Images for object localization
+===+

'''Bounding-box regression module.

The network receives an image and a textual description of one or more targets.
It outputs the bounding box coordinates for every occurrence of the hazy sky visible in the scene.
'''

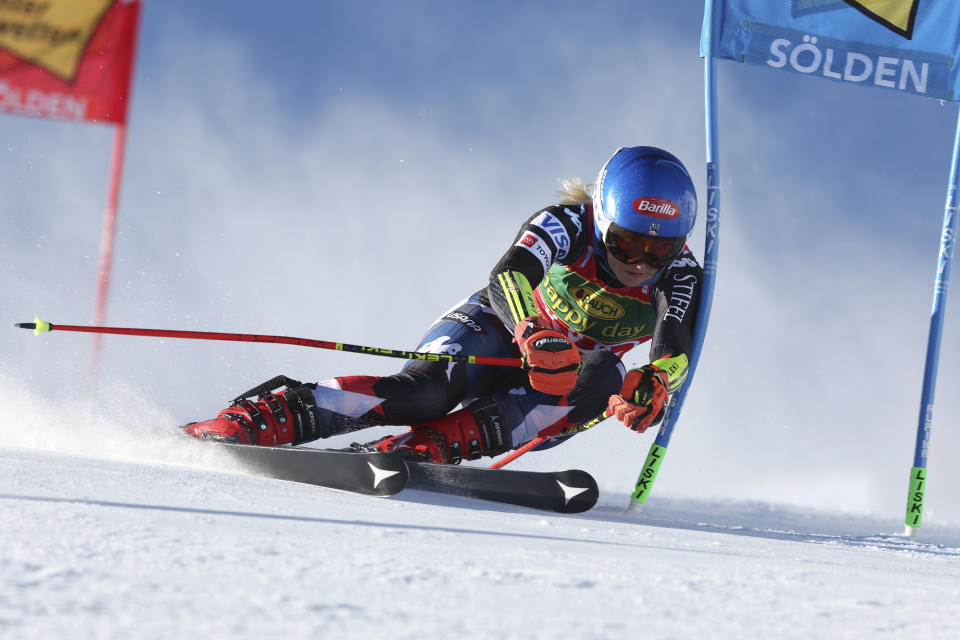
[2,1,958,523]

+===+

### TASK
Make an exact copy of the data, leaving its pictures out.

### YOUR RESPONSE
'''Bounding-box regression module.

The network receives an image and a textual description of one or more targets.
It outputs the bounding box coordinates for every occurrence of the hazy sky visible in the scene.
'''

[2,1,958,523]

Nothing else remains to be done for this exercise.